> PAGE EXCERPT
Alerts and Notices
SynopsisHyperemesis gravidarum refers to a condition where nausea and vomiting of pregnancy has progressed to a point where the patient has lost >5% of her initial body weight or has electrolyte abnormalities. The etiology and pathophysiology of hyperemesis are unknown but thought to be related to elevated levels of beta-human chorionic gonadotropin (beta-hCG) and size / mass of the placenta. It appears to be on the severe end of the spectrum of nausea / vomiting of pregnancy.
Most often, symptoms peak between 7-14 weeks of gestation and then usually resolve thereafter, although they could continue to be an issue throughout the pregnancy.
Risk factors include multiple gestation, personal or family history of hyperemesis, molar pregnancy, and having a female fetus.
Diagnosis is one of exclusion of other potential causes of nausea / vomiting. Although there are no specific criteria, patients with hyperemesis usually have perceptible weight loss (approximately 5% of prepregnancy weight), ketonuria, and persistent nausea / vomiting. Some patients will have electrolyte imbalance as well.

> DATA TO EXAMINE
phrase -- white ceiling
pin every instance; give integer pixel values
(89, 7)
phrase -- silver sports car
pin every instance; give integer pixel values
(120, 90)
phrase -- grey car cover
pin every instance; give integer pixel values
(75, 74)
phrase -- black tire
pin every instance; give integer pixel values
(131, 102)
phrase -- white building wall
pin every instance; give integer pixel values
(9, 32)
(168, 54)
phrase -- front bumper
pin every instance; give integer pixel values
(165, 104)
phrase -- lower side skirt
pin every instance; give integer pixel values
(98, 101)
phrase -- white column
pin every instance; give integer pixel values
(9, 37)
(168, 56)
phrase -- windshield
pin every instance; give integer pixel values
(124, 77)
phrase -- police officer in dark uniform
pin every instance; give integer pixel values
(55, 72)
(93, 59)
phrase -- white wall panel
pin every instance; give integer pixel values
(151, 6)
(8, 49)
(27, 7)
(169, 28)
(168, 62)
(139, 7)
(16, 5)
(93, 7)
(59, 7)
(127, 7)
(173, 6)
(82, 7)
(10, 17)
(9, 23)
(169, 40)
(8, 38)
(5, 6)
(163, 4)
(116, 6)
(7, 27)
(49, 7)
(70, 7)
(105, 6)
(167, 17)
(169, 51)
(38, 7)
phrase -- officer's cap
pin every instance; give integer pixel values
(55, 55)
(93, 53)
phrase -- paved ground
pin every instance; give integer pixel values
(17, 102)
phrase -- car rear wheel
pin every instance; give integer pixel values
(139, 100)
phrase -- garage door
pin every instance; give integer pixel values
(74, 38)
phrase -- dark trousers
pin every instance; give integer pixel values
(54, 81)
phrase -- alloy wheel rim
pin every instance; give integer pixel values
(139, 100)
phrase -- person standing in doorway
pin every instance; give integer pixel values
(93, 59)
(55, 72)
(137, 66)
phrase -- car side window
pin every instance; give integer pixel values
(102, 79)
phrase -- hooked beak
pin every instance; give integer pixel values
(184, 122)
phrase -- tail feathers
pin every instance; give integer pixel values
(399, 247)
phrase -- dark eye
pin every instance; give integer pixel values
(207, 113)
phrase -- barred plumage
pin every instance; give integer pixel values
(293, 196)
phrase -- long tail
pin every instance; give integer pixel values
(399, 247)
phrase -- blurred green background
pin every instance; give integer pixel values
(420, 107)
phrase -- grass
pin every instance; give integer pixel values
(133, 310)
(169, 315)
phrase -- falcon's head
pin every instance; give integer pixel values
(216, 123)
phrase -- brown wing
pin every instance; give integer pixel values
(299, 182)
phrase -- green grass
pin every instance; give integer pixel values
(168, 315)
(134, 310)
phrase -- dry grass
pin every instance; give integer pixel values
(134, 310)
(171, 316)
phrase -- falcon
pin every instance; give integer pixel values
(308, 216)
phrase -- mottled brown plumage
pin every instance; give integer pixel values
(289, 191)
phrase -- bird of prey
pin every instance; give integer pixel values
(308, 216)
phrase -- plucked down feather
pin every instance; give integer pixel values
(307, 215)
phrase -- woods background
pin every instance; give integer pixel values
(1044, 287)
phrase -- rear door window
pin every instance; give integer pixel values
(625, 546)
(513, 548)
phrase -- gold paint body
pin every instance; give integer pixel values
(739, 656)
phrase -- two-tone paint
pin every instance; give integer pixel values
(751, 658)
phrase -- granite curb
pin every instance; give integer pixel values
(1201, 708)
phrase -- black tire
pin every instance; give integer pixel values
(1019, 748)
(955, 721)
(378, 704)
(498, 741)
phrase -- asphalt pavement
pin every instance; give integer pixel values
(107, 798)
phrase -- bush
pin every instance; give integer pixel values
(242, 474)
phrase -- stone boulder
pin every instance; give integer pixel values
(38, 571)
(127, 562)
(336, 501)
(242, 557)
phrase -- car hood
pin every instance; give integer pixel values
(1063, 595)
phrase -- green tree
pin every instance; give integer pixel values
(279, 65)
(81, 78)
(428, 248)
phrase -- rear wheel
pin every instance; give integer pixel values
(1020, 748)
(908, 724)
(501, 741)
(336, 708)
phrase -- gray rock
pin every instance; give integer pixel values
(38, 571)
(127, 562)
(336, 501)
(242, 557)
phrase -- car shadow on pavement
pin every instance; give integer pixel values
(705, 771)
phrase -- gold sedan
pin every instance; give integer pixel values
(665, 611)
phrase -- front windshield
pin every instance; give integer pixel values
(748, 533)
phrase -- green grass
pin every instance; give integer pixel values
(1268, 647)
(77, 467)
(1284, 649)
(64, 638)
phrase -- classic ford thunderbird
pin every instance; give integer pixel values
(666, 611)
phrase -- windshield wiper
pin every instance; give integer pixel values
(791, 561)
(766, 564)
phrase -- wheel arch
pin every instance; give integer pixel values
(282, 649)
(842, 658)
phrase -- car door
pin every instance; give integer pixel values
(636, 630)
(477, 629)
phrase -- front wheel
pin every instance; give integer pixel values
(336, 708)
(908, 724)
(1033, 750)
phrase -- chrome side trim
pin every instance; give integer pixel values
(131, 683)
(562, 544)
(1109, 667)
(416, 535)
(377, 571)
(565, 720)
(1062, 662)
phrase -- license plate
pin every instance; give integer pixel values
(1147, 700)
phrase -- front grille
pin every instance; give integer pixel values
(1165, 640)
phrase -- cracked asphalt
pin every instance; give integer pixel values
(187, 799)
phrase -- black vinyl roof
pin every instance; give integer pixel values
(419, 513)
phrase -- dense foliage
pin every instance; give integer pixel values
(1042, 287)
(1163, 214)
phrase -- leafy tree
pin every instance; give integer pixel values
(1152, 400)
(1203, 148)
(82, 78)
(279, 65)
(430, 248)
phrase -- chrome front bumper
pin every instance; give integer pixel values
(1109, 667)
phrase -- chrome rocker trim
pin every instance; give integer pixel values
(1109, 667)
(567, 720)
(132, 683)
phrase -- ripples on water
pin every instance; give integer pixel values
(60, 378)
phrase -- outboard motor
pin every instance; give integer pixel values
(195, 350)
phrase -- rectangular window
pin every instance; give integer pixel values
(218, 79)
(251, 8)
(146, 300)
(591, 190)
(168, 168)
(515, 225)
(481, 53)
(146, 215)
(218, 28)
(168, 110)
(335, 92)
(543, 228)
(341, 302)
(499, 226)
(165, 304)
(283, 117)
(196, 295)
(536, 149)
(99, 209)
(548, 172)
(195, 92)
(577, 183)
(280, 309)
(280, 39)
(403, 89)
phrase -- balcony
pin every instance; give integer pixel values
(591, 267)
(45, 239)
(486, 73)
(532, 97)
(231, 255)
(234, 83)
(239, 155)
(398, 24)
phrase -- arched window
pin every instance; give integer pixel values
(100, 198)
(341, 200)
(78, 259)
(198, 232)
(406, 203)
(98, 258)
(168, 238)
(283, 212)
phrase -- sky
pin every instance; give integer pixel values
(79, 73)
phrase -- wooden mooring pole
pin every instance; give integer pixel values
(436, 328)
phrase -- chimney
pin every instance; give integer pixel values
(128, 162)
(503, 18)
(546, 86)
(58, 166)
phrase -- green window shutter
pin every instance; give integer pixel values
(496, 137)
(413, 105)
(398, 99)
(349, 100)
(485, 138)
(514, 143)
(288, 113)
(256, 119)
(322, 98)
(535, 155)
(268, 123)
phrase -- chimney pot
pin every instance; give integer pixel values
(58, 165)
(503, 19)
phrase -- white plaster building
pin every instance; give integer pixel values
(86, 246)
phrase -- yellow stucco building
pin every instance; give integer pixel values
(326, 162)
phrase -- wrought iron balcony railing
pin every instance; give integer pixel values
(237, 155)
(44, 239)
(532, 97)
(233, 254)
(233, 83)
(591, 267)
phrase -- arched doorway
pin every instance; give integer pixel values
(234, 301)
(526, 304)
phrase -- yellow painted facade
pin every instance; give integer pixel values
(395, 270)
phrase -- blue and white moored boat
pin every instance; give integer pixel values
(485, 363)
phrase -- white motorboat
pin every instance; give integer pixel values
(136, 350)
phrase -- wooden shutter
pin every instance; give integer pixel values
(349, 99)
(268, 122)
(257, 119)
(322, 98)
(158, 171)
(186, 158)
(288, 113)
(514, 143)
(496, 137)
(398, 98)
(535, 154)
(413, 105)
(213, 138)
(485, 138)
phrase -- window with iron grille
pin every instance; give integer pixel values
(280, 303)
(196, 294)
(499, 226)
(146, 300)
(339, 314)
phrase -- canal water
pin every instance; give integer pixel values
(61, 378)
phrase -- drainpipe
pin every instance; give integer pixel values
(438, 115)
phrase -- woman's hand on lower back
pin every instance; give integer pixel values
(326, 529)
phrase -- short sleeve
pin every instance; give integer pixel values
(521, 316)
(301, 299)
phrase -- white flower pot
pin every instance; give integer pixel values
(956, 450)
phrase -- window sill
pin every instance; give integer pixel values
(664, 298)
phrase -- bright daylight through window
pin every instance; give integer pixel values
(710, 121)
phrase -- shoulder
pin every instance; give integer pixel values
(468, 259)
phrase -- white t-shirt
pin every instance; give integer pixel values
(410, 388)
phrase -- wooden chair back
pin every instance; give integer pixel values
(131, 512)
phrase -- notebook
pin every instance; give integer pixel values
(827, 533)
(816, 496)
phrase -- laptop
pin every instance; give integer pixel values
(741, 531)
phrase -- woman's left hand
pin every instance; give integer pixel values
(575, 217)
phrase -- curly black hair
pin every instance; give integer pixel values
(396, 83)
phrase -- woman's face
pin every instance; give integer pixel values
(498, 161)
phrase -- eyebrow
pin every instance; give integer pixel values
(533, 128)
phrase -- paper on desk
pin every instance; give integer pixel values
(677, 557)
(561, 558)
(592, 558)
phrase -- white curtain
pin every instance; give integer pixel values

> PARTS OF THE EXERCISE
(a) In the hyperemesis gravidarum text, between which weeks of gestation do symptoms most often peak?
(b) Rewrite the stretch of the hyperemesis gravidarum text from "Alerts and Notices" through "throughout the pregnancy.", swapping "pregnancy" for "gestation".
(c) Write the next part of the hyperemesis gravidarum text, picking up after its last sentence.

> TASK-BY-TASK RESULTS
(a) Between 7 and 14 weeks of gestation.

(b)
Alerts and Notices
SynopsisHyperemesis gravidarum refers to a condition where nausea and vomiting of gestation has progressed to a point where the patient has lost >5% of her initial body weight or has electrolyte abnormalities. The etiology and pathophysiology of hyperemesis are unknown but thought to be related to elevated levels of beta-human chorionic gonadotropin (beta-hCG) and size / mass of the placenta. It appears to be on the severe end of the spectrum of nausea / vomiting of gestation.
Most often, symptoms peak between 7-14 weeks of gestation and then usually resolve thereafter, although they could continue to be an issue throughout the gestation.

(c)
Hyperemesis is the most common cause for hospitalization in the first trimester of pregnancy.
Some studies have suggested that taking a multivitamin at the time of conception may help reduce the incidence of hyperemesis.
Related topic: Wernicke encephalopathy
O21.0 – Mild hyperemesis gravidarum
14094001 – Hyperemesis gravidarum
Differential Diagnosis & Pitfalls
- Regular nausea / vomiting of pregnancy – Same symptoms without the criteria for hyperemesis.
- Gastroesophageal reflux disease (GERD)
- Hepatobiliary issues – Abnormal liver function tests will be present.
- Pancreatitis – Hyperemesis usually does not have more than mild abdominal tenderness with palpation.
- Hyperthyroidism – Elevated thyroid tests will be present.